TASK TO CARRY OUT: Quote the lines below from the one containing "deciduous tree in the photo above." to the final line, both ends included; exclude the pictures.
Start of SOURCE DATA
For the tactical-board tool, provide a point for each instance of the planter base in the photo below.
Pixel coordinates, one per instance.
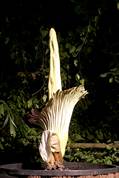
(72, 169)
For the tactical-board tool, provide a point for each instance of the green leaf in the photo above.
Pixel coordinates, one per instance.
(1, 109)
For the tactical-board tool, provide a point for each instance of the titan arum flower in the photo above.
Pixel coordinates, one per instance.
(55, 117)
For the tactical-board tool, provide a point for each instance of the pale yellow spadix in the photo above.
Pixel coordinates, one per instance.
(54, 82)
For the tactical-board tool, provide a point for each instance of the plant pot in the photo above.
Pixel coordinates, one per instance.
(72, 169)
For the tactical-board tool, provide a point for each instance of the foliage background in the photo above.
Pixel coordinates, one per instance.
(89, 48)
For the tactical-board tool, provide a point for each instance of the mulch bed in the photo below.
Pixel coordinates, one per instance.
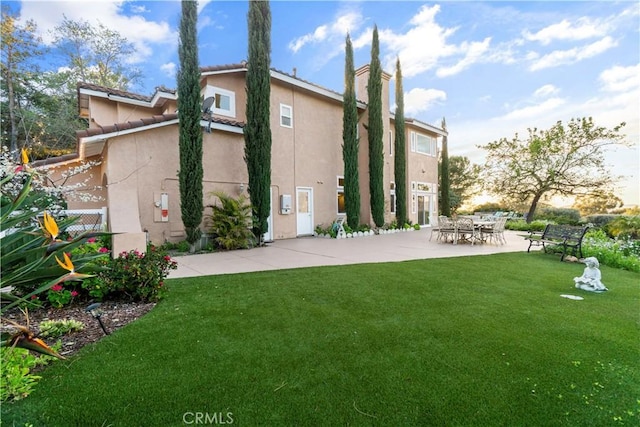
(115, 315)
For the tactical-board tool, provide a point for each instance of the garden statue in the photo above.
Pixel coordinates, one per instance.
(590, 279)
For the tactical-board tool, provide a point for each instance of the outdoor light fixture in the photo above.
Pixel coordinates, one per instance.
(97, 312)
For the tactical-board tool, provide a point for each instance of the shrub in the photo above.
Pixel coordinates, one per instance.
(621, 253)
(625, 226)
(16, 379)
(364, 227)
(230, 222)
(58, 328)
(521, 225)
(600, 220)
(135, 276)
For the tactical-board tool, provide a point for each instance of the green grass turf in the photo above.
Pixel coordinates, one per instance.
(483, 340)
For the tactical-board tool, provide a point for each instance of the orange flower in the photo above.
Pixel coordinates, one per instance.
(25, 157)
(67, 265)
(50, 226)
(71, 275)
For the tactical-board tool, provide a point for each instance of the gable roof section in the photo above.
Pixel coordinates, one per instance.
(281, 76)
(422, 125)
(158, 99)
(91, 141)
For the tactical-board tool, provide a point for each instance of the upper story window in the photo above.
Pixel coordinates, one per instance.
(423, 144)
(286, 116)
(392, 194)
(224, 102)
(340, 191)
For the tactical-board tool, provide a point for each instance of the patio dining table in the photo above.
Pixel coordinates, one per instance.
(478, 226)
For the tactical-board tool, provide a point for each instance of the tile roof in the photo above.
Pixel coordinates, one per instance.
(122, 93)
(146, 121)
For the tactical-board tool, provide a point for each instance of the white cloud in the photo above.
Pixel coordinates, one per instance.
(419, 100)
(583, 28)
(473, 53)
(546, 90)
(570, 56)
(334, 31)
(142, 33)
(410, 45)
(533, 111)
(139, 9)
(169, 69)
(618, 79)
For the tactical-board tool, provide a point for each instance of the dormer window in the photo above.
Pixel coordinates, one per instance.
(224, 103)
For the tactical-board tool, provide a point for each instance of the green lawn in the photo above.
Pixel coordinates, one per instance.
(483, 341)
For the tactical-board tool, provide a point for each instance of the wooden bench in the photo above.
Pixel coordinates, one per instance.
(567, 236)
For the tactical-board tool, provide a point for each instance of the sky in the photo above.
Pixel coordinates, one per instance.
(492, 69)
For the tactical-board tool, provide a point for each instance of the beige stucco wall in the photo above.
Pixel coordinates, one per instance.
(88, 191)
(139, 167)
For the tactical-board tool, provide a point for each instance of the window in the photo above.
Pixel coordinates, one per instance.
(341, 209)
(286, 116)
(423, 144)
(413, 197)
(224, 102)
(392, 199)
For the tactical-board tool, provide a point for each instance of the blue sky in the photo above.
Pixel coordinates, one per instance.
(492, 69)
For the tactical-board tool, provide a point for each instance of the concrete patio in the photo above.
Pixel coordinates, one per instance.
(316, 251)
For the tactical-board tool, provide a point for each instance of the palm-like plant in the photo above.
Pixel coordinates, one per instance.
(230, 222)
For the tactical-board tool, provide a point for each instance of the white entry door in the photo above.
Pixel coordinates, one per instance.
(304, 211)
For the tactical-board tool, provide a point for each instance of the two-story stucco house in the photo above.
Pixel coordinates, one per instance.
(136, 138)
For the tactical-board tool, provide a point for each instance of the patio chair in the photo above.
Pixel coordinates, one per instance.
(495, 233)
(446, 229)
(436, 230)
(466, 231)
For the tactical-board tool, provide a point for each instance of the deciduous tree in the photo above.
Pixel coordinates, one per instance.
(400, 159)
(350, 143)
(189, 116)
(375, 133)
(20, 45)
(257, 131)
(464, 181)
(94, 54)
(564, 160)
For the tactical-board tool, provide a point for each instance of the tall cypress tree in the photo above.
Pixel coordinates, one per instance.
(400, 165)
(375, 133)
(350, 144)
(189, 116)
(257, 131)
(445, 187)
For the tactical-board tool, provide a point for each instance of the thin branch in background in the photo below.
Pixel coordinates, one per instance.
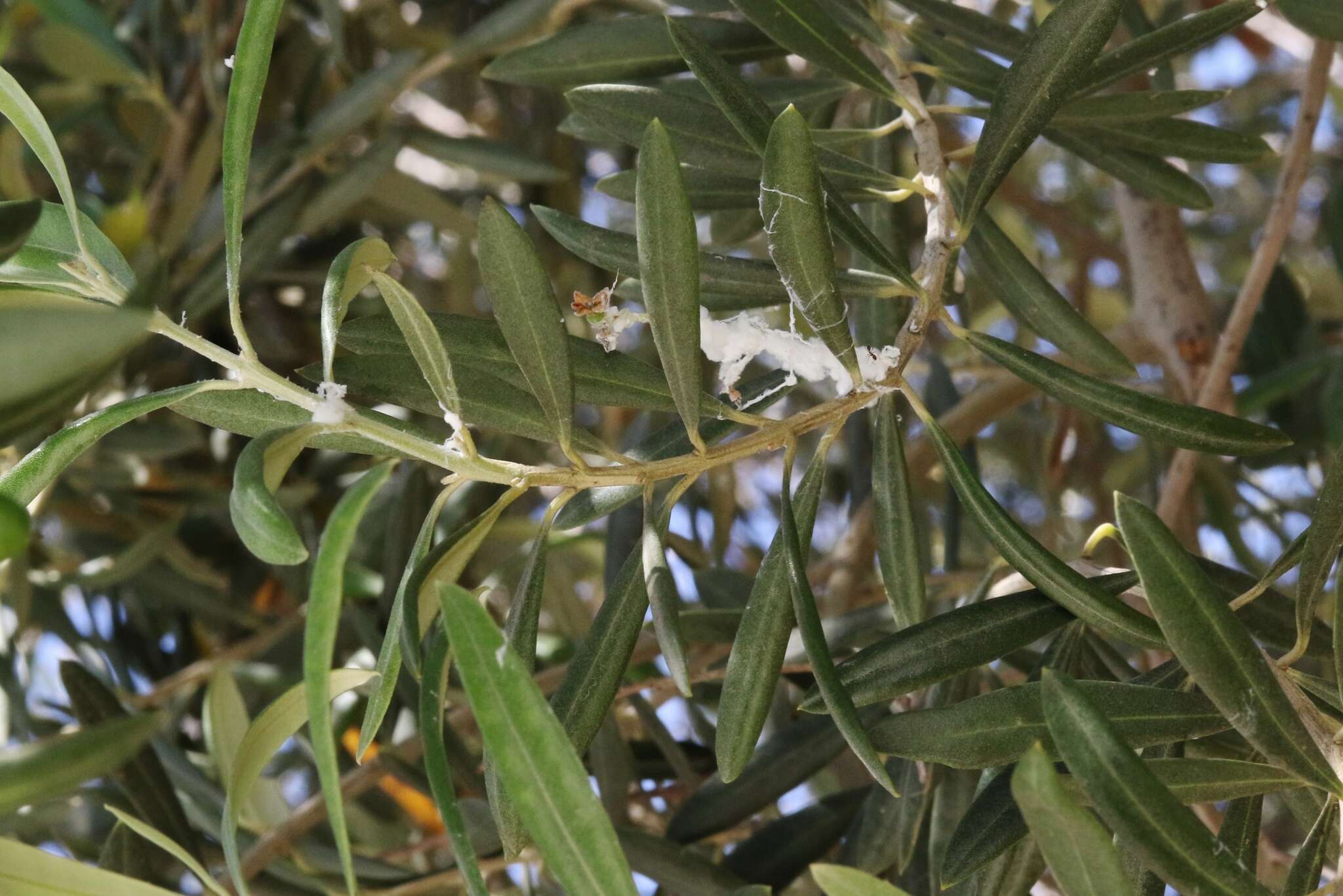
End of SOURCE DATA
PROBLEM SOLUTION:
For the tactical-board tool, provide a point for each instance of the deciduous tree in the photo above.
Pixel coordinates, one per instance.
(400, 159)
(350, 143)
(189, 116)
(375, 133)
(20, 45)
(257, 131)
(464, 181)
(94, 54)
(564, 160)
For the tactical-board tool, provide a point for each instance of the tall cypress tree in the photo above.
Pixel coordinates, one per instance.
(400, 165)
(375, 133)
(350, 144)
(189, 116)
(257, 131)
(445, 187)
For the tactical-board tool, provide a point for each instance of the thin branch in background in the photo below.
Pixel coordinates, one per instance.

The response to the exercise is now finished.